Entries taken from a collection

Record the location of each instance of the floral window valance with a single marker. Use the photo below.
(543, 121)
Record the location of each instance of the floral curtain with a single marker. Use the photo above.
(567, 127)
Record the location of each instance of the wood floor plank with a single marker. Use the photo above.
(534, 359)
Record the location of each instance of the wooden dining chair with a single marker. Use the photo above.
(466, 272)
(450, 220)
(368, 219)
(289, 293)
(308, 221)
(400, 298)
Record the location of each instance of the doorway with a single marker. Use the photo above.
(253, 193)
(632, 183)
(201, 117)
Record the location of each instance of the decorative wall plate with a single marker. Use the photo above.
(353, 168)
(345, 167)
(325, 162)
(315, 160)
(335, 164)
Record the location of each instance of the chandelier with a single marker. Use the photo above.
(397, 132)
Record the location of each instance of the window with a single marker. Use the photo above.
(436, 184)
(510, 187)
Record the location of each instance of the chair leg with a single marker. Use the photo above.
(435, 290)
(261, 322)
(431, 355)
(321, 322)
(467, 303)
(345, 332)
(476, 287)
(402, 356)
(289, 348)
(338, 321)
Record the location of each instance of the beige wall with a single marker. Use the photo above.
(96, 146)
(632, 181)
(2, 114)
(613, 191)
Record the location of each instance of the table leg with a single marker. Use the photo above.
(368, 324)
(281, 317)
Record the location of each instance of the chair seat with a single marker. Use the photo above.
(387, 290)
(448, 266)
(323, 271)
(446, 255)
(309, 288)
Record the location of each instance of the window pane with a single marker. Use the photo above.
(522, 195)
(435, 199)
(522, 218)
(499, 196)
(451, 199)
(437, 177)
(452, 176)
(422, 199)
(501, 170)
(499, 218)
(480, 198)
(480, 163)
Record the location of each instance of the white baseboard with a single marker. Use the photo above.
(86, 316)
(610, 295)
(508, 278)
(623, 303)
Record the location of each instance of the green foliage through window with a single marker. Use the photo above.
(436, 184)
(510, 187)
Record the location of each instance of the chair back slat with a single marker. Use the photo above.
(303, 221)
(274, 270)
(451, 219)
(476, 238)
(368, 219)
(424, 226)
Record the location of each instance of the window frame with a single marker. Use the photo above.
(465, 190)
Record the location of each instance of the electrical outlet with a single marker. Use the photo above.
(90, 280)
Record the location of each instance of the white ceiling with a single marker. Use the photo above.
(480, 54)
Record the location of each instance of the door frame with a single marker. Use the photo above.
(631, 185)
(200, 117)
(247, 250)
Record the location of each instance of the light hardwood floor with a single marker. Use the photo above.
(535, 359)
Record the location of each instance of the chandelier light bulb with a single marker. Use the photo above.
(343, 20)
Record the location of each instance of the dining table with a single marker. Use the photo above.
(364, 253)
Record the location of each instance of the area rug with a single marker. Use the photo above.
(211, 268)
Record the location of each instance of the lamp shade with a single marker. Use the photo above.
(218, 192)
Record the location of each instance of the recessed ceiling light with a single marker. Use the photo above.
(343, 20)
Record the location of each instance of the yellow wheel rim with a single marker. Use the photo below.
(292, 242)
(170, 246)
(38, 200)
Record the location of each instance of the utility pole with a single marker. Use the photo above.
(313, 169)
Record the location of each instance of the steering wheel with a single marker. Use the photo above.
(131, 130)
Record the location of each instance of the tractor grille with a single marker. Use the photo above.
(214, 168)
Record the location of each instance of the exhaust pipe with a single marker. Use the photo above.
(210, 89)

To do – Word for word, write out all of the data above.

Answer to the problem –
Record the location of each instance of the floral window valance with a single marker. Use the photo below.
(543, 121)
Record the location of each instance of the floral curtain with a single marker. Use the photo above.
(567, 127)
Record the location of each instance of the wood floor plank with a single marker. Use the photo above.
(534, 359)
Record the location of each instance of the wooden dining chair with a single marker. Use the photo above.
(466, 272)
(450, 220)
(368, 219)
(289, 293)
(308, 221)
(400, 298)
Record the location of each instance of the doorway with a single marker. Use the photo above.
(253, 193)
(632, 183)
(201, 117)
Record the location of each instance of the decorative wall plate with a single marker. Use the photo above.
(353, 168)
(345, 167)
(325, 162)
(315, 160)
(335, 164)
Record the location of each instance of the chandelier with a single marker. Use the photo above.
(397, 132)
Record the location of each instance of the window with a single marker. Use the photo above.
(436, 184)
(510, 187)
Record the location of each instance of the chair leg with a single marker. Use the photo above.
(435, 290)
(261, 322)
(431, 355)
(321, 322)
(467, 303)
(345, 332)
(476, 287)
(402, 356)
(289, 348)
(338, 321)
Record the location of each instance of the beige wall with a single marker. Use the photo above.
(96, 146)
(632, 181)
(2, 114)
(613, 191)
Record the location of each instance of the table leg with a single marker. Use the photo above.
(368, 324)
(281, 317)
Record the location of each instance of the chair seat with a single marker. Use the photo above.
(387, 290)
(448, 266)
(323, 271)
(446, 255)
(309, 288)
Record the location of each instance of the window pane with a single marker. Use the photo above.
(522, 195)
(435, 199)
(522, 218)
(499, 196)
(451, 199)
(437, 177)
(452, 176)
(422, 199)
(501, 170)
(499, 218)
(480, 198)
(480, 163)
Record the location of each instance of the white baseboard with a single marker. Use the photo above.
(86, 316)
(610, 295)
(508, 278)
(623, 303)
Record the location of each instance of the green foliage through window with a single marker. Use the photo above.
(436, 184)
(510, 187)
Record the location of each instance of the chair back slat with a single marker. Use the photo above.
(303, 221)
(274, 270)
(451, 219)
(476, 238)
(368, 219)
(424, 226)
Record the location of each instance of the window frame with a single marker. Use the photo above.
(465, 190)
Record the location of each instance of the electrical outlet with a single marker. Use the photo above.
(90, 280)
Record the location of each instance of the white ceiling with a single marker. Use the photo above.
(480, 54)
Record the location of each instance of the door frame with a single marker. Use the photo above.
(631, 185)
(200, 117)
(247, 250)
Record the location of each instance of the light hardwood floor with a single marker. Use the photo above.
(535, 359)
Record the location of each instance of the chandelier light bulb with a single marker. Use the photo above.
(343, 20)
Record the location of each instance of the dining table with a single marker. Use the photo above.
(364, 253)
Record the location of each instance of the area rug with a single marker. Use the photo above.
(211, 268)
Record the location of each instance of the lamp shade with a single marker. Use the photo above.
(218, 192)
Record the location of each instance of the recessed ceiling light with a single marker. Use the photo above.
(343, 20)
Record the location of each instance of the yellow wheel rim with a single marker. Use the photo below.
(292, 242)
(170, 246)
(38, 200)
Record the location of each instance of the utility pole with a single marker. Use the photo above.
(313, 169)
Record the location of each instance of the steering wheel with a single marker. Use the photo above.
(131, 130)
Record the location of each instance of the tractor grille with a single marker. Use the photo above.
(214, 168)
Record the location of each instance of the exhaust pipe with a single marker. Use the photo above.
(210, 89)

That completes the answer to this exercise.